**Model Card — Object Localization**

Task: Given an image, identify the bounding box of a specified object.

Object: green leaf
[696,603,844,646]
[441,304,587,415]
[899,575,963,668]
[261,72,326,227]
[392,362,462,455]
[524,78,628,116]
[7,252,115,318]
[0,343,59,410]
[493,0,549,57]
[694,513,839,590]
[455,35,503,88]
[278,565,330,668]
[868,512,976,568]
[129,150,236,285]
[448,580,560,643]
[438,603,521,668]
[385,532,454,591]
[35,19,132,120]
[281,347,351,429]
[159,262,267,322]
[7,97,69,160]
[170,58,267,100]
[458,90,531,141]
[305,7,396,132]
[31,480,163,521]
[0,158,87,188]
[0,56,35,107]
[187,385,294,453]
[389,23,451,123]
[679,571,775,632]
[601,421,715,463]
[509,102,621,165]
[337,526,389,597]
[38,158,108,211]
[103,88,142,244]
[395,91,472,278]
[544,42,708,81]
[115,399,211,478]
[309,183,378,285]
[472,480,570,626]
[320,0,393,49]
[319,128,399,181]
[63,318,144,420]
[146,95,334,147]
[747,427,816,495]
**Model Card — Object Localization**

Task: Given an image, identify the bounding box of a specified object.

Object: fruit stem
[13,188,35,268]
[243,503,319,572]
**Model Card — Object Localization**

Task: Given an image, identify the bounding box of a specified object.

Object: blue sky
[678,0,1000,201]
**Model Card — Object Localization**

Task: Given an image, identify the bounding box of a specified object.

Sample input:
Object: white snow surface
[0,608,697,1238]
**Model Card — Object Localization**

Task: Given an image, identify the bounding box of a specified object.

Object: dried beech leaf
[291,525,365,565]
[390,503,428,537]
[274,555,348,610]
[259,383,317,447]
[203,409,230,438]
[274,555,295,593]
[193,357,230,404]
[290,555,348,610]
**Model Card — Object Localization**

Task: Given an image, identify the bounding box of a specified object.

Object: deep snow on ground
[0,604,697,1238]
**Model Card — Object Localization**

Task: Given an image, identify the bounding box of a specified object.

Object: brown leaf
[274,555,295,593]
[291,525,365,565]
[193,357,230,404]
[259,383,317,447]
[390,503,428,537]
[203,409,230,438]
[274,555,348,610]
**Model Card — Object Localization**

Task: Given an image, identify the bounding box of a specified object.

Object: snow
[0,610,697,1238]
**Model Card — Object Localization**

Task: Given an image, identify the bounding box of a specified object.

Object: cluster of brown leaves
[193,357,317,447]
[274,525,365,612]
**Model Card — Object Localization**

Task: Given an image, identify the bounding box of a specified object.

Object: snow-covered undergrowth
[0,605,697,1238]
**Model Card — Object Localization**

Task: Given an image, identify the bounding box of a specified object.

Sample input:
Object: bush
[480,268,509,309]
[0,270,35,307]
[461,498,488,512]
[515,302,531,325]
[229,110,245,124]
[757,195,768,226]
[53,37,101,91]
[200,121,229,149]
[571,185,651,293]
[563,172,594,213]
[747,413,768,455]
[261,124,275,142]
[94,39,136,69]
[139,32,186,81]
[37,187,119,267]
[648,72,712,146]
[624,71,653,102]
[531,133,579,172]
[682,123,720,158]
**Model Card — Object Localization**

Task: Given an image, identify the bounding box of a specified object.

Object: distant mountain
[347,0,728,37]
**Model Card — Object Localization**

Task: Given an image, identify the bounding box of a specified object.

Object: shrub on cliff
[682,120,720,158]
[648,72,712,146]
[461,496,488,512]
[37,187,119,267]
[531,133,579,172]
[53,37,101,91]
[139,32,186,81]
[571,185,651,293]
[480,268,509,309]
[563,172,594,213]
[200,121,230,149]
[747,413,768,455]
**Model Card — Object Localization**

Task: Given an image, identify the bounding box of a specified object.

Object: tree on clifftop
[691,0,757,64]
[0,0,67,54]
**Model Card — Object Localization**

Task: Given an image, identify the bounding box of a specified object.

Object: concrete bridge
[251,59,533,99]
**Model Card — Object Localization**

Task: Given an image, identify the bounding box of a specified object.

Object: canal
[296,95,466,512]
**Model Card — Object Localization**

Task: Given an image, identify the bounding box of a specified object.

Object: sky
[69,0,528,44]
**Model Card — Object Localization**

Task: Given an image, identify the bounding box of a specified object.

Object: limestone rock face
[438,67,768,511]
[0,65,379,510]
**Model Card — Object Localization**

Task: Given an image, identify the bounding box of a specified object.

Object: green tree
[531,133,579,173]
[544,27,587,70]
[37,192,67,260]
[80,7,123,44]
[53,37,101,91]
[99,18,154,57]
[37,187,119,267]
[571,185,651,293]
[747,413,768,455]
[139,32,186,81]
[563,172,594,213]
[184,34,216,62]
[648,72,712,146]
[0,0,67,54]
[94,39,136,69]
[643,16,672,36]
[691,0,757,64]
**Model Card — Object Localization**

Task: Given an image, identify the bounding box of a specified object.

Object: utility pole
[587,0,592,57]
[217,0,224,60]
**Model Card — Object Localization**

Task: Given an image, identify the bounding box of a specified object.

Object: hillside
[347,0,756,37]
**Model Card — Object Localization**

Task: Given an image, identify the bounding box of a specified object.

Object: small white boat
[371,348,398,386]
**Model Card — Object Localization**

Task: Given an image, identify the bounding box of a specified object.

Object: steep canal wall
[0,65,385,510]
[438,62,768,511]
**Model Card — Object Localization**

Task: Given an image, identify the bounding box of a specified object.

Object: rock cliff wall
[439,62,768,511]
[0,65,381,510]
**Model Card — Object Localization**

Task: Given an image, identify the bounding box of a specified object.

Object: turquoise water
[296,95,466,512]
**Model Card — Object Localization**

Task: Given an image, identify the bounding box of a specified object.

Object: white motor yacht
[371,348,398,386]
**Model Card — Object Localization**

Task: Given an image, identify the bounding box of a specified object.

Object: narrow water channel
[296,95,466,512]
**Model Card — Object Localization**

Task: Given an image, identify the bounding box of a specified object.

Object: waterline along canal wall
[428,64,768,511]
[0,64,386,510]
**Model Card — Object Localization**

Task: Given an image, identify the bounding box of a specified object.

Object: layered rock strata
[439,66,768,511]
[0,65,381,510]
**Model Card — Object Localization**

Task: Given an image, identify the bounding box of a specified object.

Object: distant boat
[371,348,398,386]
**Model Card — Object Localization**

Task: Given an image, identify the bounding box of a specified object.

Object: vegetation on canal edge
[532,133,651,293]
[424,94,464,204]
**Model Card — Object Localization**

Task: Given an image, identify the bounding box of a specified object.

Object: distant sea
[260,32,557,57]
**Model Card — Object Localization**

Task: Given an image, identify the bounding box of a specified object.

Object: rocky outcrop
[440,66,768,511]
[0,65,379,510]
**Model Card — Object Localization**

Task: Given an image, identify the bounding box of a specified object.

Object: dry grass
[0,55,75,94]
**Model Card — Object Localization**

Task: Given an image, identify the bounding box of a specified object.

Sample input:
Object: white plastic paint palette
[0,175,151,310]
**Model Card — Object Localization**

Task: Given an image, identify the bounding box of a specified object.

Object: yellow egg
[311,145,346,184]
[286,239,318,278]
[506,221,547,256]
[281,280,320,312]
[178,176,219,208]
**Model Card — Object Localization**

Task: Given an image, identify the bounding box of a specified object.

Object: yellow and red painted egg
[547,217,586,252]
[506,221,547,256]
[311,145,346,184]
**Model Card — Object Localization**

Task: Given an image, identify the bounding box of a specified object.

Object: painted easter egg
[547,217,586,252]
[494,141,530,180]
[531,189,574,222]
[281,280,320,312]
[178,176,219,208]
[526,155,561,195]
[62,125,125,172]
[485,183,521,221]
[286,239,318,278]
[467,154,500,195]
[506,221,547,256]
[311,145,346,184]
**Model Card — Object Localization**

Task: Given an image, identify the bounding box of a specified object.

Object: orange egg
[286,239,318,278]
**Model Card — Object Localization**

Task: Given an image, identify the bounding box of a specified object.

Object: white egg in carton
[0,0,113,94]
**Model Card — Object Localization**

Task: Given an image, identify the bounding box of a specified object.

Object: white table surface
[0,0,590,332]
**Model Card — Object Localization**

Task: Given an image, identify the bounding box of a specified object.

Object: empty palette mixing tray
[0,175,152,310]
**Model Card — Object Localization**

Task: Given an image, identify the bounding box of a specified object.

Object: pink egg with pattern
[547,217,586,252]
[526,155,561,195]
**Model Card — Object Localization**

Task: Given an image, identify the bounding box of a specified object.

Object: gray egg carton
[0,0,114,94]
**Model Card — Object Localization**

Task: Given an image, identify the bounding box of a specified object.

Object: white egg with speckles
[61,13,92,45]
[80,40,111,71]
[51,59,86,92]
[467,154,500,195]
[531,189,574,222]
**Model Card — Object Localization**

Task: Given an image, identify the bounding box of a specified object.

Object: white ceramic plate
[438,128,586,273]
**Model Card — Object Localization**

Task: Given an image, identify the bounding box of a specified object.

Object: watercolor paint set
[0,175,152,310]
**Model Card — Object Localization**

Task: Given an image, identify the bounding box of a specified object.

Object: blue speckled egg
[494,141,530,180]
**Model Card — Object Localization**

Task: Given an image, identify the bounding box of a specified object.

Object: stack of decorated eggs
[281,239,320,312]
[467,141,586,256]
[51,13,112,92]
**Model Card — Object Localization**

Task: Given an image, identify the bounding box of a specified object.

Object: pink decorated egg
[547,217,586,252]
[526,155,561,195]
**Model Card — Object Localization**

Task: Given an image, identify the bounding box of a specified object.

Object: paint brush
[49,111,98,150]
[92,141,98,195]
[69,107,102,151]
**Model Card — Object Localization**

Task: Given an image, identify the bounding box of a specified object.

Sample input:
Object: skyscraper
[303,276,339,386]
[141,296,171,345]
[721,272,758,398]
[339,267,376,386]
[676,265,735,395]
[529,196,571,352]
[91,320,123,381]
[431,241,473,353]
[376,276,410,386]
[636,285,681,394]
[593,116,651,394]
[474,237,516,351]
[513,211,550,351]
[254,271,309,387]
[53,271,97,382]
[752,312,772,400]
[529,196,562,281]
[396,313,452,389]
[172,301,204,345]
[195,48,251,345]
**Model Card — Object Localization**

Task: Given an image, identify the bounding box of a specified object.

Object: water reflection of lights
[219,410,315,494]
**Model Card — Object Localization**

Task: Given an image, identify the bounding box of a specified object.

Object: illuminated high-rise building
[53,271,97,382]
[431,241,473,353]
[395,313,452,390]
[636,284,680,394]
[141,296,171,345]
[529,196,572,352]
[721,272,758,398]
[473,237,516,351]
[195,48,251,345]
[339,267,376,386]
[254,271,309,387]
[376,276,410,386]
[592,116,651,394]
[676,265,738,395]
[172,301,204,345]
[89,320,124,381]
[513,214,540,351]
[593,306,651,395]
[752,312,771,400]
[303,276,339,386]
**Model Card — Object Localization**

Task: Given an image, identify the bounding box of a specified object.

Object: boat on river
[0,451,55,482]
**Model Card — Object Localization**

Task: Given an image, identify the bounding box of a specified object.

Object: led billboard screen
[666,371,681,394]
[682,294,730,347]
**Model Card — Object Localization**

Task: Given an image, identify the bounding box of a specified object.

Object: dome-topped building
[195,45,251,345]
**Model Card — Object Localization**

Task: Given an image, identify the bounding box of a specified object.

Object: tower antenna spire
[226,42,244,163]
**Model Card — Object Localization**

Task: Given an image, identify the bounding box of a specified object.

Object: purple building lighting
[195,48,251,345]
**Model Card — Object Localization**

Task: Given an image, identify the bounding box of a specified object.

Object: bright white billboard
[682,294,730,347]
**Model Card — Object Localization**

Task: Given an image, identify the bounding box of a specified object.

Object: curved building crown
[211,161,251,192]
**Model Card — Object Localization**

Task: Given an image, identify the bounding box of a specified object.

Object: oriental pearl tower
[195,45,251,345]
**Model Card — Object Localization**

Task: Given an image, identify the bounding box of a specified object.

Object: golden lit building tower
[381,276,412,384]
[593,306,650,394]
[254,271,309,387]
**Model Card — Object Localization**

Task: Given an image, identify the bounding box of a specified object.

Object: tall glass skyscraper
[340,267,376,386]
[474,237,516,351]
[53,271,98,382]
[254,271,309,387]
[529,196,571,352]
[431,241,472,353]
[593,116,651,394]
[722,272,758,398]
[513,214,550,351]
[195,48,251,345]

• • •

GIVEN TASK — Pick out every line in the rows above that contains the word "painted". Case matters, so copy only lines where it appears with that exact capitalization.

SOLUTION FOR THIS TASK —
Object: yellow and red painted egg
Object: painted easter egg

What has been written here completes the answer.